**Work to be completed**
Recast the records below as a numbered list with blank lines left out, covering only everything from the line containing "target | woman with red hair" down to the line containing "(1274, 341)", both lines included.

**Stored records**
# # # # # # #

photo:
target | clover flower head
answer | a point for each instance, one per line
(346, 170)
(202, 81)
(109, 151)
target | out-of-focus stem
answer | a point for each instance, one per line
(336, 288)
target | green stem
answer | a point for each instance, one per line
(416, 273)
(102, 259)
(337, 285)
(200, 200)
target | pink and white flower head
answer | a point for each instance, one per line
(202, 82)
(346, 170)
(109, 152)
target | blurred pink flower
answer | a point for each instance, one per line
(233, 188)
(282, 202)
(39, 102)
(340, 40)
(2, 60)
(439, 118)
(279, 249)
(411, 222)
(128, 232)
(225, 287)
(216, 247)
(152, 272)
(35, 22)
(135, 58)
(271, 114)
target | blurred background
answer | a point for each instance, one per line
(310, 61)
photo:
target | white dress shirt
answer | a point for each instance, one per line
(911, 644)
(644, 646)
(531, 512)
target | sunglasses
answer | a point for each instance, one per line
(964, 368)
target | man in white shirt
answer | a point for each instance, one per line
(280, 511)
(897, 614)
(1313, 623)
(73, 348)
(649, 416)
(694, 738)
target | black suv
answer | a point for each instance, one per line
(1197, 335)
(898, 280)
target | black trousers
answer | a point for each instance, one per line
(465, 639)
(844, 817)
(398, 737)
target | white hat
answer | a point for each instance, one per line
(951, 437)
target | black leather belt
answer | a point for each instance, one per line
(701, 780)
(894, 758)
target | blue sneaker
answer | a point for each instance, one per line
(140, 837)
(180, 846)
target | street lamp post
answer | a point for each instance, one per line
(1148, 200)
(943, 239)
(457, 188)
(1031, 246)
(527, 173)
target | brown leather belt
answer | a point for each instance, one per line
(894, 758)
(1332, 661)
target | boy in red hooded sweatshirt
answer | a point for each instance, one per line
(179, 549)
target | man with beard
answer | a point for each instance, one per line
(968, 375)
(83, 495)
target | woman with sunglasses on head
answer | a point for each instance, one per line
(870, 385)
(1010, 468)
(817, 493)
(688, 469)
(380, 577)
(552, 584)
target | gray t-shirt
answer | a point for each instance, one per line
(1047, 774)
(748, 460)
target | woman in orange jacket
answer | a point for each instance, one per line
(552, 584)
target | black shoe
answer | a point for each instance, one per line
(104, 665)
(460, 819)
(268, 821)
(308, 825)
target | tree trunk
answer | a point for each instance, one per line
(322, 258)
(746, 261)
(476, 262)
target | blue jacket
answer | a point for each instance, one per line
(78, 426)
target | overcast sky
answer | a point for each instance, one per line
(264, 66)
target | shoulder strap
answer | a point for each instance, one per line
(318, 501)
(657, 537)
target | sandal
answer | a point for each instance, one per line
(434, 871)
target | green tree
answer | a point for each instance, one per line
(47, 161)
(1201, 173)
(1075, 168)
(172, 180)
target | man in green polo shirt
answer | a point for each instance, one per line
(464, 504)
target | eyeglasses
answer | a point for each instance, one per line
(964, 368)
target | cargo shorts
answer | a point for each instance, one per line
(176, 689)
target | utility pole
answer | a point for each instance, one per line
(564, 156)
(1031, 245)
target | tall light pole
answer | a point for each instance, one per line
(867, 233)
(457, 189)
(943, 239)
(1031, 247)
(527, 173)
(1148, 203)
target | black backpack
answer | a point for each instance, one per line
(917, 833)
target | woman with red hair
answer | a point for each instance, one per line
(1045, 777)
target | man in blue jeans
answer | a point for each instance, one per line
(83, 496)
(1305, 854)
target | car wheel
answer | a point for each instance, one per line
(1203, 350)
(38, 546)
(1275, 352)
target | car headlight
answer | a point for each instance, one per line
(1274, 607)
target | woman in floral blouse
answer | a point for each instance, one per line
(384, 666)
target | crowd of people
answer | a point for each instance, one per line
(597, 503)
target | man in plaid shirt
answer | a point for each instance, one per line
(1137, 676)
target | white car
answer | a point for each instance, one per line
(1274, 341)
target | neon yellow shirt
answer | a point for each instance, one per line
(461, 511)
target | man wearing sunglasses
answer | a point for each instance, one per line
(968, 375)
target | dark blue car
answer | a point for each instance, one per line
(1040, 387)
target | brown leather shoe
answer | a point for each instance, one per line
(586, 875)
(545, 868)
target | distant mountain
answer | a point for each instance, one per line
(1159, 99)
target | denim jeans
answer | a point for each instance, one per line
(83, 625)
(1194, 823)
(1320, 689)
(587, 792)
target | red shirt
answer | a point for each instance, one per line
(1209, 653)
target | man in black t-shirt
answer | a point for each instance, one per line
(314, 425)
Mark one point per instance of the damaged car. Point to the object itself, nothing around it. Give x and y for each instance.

# # # # # # #

**Solution for this task**
1. target | woman with red hair
2. answer | a point for each instance, one per line
3. (1045, 777)
4. target | man in blue jeans
5. answer | a point for each instance, one per line
6. (83, 496)
7. (1305, 854)
8. target | car wheel
9. answer | a point for each instance, one per line
10. (1203, 350)
11. (38, 546)
12. (1275, 352)
13. target | car headlight
14. answer | a point for each instance, one per line
15. (1274, 607)
16. target | woman in floral blouse
17. answer | a point for each instance, one per line
18. (384, 666)
19. target | crowd of people
20. answer | a point for each instance, one per line
21. (597, 503)
22. target | man in plaid shirt
23. answer | a point for each instance, one per line
24. (1137, 676)
25. target | white car
26. answer | a point for each instance, one per line
27. (1274, 341)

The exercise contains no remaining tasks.